**Consigne 1:** D'après l'extrait sur l'anaphylaxie, à combien est estimée la prévalence de l'anaphylaxie au cours d'une vie ?
**Consigne 2:** Recopiez fidèlement le passage de l'extrait sur l'anaphylaxie qui commence par « L'anaphylaxie est une » et se termine par « trouble circulatoire (1). ».
**Consigne 3:** Poursuivez l'extrait sur l'anaphylaxie à la suite de sa dernière phrase.

**Extrait:**

:::::

L'anaphylaxie est une réaction d'hypersensibilité systémique grave d'apparition habituellement rapide qui se caractérise par une respiration potentiellement mortelle et/ou un trouble circulatoire (1).

La prévalence de l'anaphylaxie au cours d'une vie est estimée à 1,6 à 5,1% (1). L'anaphylaxie mortelle est rare.

Références générales

  1. 1. Golden DBK, Wang J, Waserman S, et al. Anaphylaxis: A 2023 practice parameter update. Ann Allergy Asthma Immunol 2024;132(2):124-176. doi: 10.1016/j.anai.2023.09.015

Étiologie de l'anaphylaxie

L'anaphylaxie est souvent déclenchée par

  • Des médicaments (p. ex., bêta-lactamines, insuline, streptokinase, extraits d'allergènes)

  • Des aliments (p. ex., fruits à coque, œufs, fruits/produits de la mer)

  • Des protéines (p. ex., antitoxine tétanique, transfusions sanguines)

  • Des venins d'insectes

  • Latex

L'arachide, le latex, les crustacés et d'autres allergènes peuvent être présents dans l'air. Parfois, l'exercice ou l'exposition au froid peuvent déclencher ou faciliter une réaction anaphylactique.

Les antécédents d'atopie n'augmentent pas le risque d'anaphylaxie, mais augmentent le risque de décès lorsque survient un choc anaphylactique.

Physiopathologie de l'anaphylaxie

L'interaction des antigènes avec les IgE des basophiles et des mastocytes déclenche la libération d'histamine, de leucotriènes et d'autres médiateurs qui entraînent une contraction diffuse des muscles lisses (p. ex., provoquant une bronchoconstriction, vomissements, ou diarrhée) et une vasodilatation avec fuite plasmatique (p. ex., provoquant une urticaire ou un angio-œdème/œdème de Quincke).

:::::

**Données d'entrée:**
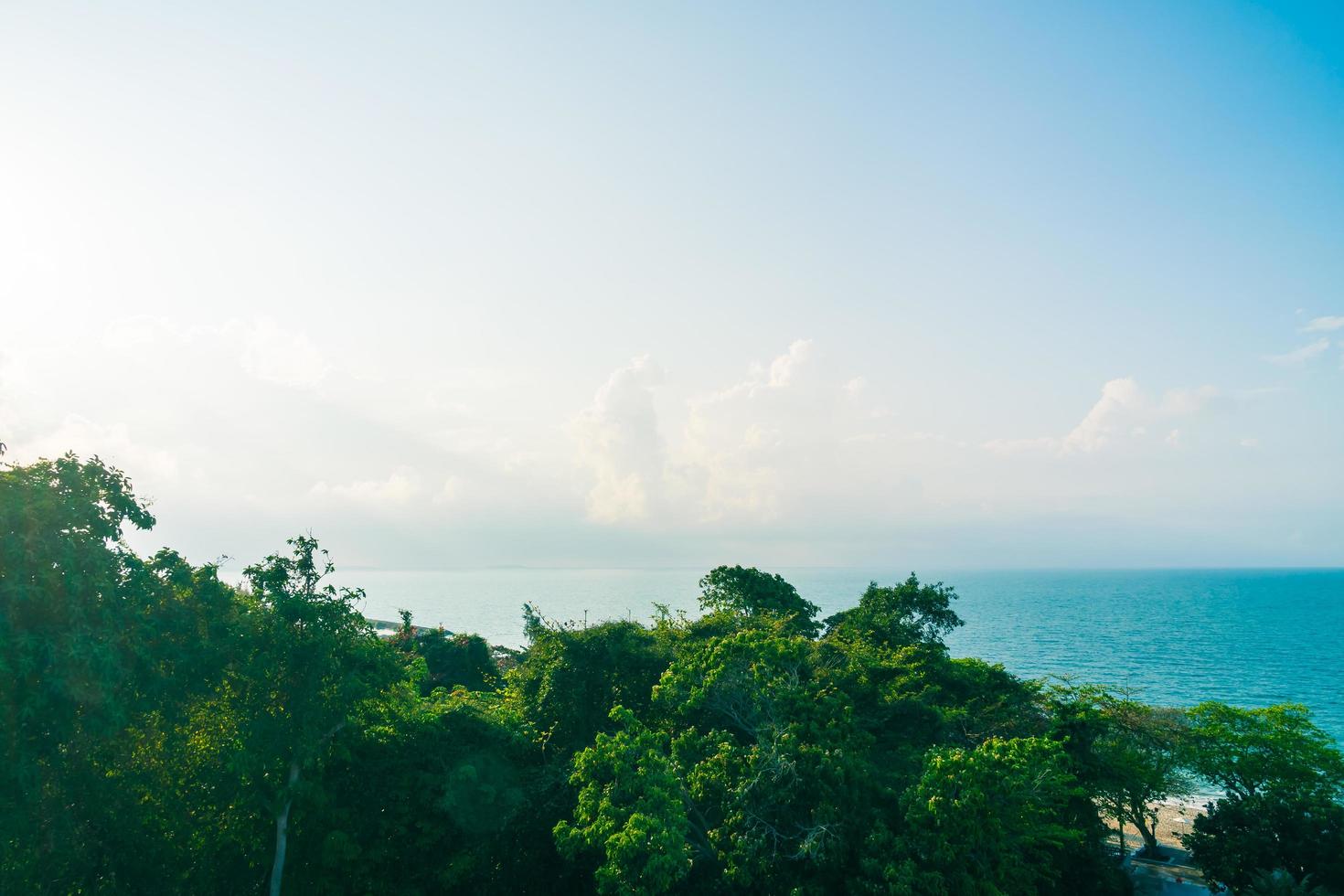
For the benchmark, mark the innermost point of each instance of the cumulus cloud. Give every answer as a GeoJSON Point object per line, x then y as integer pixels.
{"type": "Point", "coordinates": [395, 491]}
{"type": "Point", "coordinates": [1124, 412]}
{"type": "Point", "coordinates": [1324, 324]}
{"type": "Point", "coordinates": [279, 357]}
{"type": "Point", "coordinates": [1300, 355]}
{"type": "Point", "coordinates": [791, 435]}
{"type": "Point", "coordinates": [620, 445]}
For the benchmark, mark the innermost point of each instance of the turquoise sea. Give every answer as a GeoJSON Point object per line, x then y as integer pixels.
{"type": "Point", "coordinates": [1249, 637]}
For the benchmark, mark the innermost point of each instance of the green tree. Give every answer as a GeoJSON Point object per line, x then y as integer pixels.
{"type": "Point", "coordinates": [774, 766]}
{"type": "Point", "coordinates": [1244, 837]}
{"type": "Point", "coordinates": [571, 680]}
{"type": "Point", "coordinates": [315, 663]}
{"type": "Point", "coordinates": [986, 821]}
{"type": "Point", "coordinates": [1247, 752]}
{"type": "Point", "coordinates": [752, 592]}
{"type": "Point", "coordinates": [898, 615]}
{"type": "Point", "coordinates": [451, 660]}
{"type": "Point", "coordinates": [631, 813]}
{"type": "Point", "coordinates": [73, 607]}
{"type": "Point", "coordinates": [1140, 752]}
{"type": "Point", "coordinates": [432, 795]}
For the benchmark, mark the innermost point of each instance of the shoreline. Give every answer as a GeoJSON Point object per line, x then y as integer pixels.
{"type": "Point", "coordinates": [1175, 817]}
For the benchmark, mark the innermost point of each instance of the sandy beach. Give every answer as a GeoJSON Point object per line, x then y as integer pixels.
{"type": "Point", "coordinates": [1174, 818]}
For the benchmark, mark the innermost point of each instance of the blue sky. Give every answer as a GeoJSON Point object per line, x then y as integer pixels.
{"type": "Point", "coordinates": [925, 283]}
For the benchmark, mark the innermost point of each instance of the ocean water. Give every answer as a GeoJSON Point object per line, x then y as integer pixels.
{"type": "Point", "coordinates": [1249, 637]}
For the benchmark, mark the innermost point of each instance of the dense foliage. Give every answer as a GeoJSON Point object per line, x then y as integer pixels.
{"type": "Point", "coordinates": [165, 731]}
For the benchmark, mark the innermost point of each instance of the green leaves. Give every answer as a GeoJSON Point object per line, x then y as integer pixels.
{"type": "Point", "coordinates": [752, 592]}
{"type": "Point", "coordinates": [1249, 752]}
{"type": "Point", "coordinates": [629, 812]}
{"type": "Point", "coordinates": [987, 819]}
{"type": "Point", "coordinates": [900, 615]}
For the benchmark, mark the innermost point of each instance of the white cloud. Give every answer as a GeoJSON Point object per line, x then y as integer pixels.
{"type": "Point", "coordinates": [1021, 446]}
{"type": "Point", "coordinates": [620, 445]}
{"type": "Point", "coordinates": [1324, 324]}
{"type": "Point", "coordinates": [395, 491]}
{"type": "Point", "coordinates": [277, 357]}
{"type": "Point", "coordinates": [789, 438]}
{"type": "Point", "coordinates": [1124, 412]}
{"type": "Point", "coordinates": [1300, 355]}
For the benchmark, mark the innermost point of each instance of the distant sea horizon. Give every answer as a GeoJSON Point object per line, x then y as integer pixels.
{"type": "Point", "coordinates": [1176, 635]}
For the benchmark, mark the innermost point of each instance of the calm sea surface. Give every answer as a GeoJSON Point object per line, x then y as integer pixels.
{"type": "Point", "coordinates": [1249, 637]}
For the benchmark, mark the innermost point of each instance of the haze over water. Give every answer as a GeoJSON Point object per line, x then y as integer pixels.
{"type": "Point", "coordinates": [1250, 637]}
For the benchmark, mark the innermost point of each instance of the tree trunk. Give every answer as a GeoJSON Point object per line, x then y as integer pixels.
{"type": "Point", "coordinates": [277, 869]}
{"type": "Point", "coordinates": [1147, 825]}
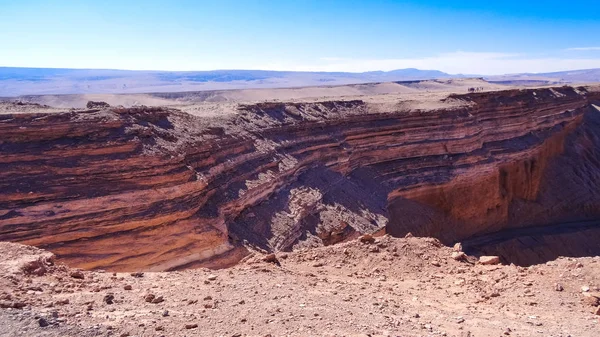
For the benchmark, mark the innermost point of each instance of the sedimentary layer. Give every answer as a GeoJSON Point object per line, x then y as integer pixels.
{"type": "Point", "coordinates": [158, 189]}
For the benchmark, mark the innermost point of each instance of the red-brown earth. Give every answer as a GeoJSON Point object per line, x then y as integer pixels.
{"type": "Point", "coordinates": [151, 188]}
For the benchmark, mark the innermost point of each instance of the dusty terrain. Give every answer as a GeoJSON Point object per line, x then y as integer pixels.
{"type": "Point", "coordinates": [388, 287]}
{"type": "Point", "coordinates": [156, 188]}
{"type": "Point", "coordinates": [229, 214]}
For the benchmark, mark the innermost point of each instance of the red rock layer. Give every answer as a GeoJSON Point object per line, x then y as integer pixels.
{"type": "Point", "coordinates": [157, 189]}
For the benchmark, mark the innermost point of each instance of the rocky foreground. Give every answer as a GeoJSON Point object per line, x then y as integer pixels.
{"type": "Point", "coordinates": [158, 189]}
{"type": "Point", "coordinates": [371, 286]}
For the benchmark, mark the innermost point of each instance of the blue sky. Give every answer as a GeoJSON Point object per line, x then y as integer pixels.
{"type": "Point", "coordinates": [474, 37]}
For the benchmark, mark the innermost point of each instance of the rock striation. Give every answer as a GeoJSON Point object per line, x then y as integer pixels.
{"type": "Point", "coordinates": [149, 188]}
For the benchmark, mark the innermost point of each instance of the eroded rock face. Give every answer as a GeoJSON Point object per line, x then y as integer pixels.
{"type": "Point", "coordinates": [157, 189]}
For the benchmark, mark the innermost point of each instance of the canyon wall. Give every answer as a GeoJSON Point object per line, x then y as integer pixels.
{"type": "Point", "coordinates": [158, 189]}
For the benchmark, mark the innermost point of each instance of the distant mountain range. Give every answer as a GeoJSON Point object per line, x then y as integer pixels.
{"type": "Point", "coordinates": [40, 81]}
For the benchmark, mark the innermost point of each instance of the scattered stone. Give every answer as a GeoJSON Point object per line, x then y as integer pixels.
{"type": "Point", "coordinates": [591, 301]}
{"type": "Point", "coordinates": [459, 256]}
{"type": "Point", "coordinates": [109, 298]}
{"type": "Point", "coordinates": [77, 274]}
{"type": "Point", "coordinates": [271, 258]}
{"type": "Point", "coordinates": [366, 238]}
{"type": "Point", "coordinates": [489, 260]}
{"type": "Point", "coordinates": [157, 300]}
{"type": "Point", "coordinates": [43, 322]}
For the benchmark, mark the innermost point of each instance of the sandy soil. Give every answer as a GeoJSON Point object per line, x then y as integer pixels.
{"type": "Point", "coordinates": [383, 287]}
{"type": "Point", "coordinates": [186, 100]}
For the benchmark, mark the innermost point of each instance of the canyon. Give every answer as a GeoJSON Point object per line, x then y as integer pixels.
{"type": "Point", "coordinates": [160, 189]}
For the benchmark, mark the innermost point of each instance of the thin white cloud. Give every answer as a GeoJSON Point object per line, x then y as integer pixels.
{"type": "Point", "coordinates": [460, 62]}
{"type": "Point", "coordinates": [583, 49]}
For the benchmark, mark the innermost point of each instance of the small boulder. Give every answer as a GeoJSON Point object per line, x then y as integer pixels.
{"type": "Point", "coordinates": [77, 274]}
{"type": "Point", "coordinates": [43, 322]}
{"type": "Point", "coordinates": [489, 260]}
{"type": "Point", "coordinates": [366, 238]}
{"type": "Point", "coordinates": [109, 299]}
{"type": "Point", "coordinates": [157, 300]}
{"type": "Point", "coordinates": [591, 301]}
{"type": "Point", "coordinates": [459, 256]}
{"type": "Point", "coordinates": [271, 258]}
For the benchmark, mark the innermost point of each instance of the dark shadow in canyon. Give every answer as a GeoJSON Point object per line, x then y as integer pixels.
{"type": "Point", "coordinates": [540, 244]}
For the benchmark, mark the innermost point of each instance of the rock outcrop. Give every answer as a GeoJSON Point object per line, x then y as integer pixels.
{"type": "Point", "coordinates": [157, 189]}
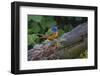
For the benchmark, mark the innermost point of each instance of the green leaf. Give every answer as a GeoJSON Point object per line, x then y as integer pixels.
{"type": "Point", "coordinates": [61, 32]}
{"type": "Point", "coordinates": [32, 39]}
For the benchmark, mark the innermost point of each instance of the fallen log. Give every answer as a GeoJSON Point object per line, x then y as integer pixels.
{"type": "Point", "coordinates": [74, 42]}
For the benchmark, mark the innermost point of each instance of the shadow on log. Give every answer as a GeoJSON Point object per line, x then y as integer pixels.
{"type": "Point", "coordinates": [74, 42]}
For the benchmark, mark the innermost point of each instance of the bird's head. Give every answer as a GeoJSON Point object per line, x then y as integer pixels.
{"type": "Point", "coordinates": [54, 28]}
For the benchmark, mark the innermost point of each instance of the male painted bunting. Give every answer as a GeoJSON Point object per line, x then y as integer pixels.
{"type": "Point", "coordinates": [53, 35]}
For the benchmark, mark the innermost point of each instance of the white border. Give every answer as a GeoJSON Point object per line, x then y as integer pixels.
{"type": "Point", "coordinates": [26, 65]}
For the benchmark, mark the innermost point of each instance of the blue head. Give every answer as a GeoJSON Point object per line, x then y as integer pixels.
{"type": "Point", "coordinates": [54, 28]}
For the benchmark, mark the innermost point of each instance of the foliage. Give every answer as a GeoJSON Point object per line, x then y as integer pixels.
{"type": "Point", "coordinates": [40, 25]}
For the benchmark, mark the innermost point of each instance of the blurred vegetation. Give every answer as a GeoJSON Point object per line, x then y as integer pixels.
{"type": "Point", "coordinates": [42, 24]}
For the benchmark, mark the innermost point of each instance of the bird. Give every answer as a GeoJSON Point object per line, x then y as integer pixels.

:::::

**Réponse 1:** Elle est estimée à 1,6 à 5,1 %.

**Réponse 2:**
L'anaphylaxie est une réaction d'hypersensibilité systémique grave d'apparition habituellement rapide qui se caractérise par une respiration potentiellement mortelle et/ou un trouble circulatoire (1).

**Réponse 3:**
Réactions anaphylactoïdes

Les réactions anaphylactoïdes sont cliniquement indiscernables de l'anaphylaxie mais n'impliquent pas les IgE et ne nécessitent pas de sensibilisation préalable. Elles surviennent via la stimulation directe des mastocytes ou via des complexes immuns qui activent le complément.

Les déclencheurs les plus fréquents de réactions anaphylactoïdes sont les suivants

  • Produits de contraste radio-opaques iodés

  • Aspirine et autres anti-inflammatoires non stéroïdiens (AINS)

  • Opiacés

  • Anticorps monoclonaux

  • L'effort

Symptomatologie de l'anaphylaxie

Les symptômes d'anaphylaxie débutent typiquement dans un délai de 15 min après l'exposition et ils concernent la peau, les voies respiratoires supérieures ou inférieures, le système cardiovasculaire et/ou le tube digestif. Une ou plusieurs zones peuvent être atteintes et les symptômes n'évoluent pas nécessairement de légers (p. ex., urticaire) à sévères (p. ex., obstruction des voies respiratoires, choc réfractaire), cependant chaque patient manifeste typiquement la même réaction en cas d'exposition ultérieure.

Les symptômes peuvent être modérés ou sévères et comprennent des bouffées de chaleur, un prurit, une urticaire, des éternuements, une rhinorrhée, des nausées, des crampes abdominales, une diarrhée, une sensation de suffocation ou une dyspnée, des palpitations et des vertiges.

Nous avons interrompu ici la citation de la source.